### Supplied passage:
Debaufre used to be Steinhart's affiliate in the US but they are no longer affiliated. You can order Steinhart timepieces directly from the source at the link below. I responded to your post in another thread with instructions on ordering.

Steinhart Watches - exklusive Uhren für Liebhaber - Fliegeruhren, Chronographen

Good luck,

Rene


----------



## bankmind80

Titan II said:


> bank mind80,
> 
> Debaufre used to be Steinhart's affiliate in the US but they are no longer affiliated. You can order Steinhart timepieces directly from the source at the link below. I responded to your post in another thread with instructions on ordering.
> 
> Steinhart Watches - exklusive Uhren für Liebhaber - Fliegeruhren, Chronographen
> 
> Good luck,
> 
> Rene


Thanks for the info mate! I'm really interested in the Triton 100 ATM, but I'm not sure if I like that black DLC coating, I much prefer the brushed stainless steel version that I have seen in previous released models with the stainless steel bracelet.


----------



## gerryoris

H.Solo said:


> Here are some shots of mine...


 hi there! very nice watch look like a rolex to me from afar steinhart make this watch very nice i like one am gonna save to get this one would prefer GMT forty four! by the way its look very nice on your wrist!|>


----------



## mrfloopy

Aha, unlike the O44 GMT, this one doesn't say PROFESSIONAL on the dial _as well as on the rehaut_! I was rather _meh_ about the O44 GMT as yet another homage to the big R, but this non-GMT one is growing on me&#8230;


----------



## H.Solo

I favoured the automatic over the GMT mainly for the uncluttered dial and the nice and simple bezel... just looks "right" to me...

(With the 44 GMTs it seems to be the same dial as with the 42mm Ocean GMT - while this one seems to be new and specially made for this watch - it even has a little "sparkle" to it... almost a metallic kind-of-look)

### Data lines:
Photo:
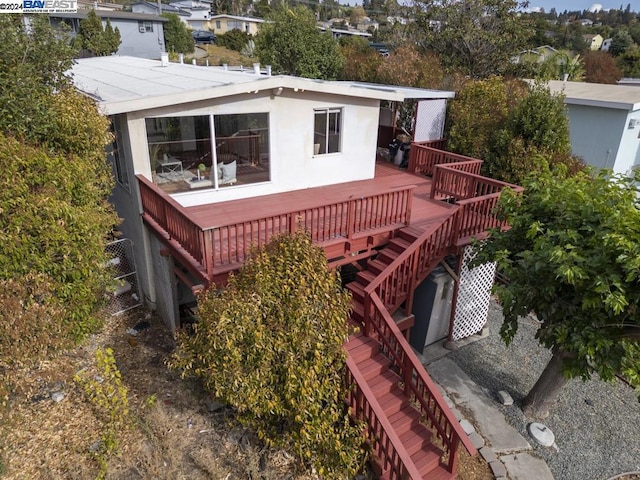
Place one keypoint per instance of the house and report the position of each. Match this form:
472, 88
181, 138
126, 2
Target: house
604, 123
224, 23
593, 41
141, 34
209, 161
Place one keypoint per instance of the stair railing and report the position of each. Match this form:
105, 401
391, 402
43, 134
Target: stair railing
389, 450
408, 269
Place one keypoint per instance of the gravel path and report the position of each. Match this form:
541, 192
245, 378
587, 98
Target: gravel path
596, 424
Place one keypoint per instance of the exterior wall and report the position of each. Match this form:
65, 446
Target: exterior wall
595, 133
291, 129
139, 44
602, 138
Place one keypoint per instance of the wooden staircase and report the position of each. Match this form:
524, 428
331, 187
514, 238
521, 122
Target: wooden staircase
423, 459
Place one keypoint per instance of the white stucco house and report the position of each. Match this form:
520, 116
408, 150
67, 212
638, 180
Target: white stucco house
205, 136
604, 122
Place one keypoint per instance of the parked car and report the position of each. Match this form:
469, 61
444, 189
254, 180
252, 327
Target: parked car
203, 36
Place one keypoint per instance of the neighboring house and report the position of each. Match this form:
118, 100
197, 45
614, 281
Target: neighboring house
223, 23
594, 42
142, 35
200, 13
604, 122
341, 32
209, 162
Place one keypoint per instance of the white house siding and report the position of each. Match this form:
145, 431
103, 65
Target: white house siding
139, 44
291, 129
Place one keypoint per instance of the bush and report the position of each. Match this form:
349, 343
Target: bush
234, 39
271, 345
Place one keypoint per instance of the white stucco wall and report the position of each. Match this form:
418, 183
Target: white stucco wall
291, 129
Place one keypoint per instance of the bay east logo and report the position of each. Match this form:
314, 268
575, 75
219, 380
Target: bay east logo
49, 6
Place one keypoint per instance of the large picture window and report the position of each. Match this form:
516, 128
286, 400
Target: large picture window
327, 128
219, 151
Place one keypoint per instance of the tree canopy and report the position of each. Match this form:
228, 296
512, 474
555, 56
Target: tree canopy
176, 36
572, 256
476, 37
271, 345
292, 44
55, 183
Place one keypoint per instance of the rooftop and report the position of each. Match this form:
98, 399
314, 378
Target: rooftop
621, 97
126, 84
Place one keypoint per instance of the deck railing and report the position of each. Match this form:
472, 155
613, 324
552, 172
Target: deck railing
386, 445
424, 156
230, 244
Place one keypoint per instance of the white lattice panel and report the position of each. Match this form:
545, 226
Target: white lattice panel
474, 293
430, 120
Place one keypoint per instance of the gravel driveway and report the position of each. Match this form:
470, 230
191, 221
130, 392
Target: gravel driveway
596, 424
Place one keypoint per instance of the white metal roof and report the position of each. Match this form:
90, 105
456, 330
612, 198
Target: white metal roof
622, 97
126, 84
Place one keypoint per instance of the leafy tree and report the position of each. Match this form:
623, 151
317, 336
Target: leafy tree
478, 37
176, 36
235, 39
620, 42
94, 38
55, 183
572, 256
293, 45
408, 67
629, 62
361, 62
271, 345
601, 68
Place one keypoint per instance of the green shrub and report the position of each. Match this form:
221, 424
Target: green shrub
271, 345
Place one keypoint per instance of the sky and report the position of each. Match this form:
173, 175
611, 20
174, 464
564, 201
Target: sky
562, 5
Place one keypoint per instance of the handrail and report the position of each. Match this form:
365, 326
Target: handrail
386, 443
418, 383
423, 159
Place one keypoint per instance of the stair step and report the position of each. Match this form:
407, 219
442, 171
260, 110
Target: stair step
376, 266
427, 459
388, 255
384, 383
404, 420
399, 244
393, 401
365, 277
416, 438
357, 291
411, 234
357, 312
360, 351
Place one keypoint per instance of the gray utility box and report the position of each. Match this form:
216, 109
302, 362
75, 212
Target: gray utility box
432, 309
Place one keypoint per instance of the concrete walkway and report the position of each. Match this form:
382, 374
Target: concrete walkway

### Work instructions:
In the Steinhart thread, which company used to be Steinhart's US affiliate? The lines were taken from a separate source, unrelated to the Steinhart thread.

### Written solution:
Debaufre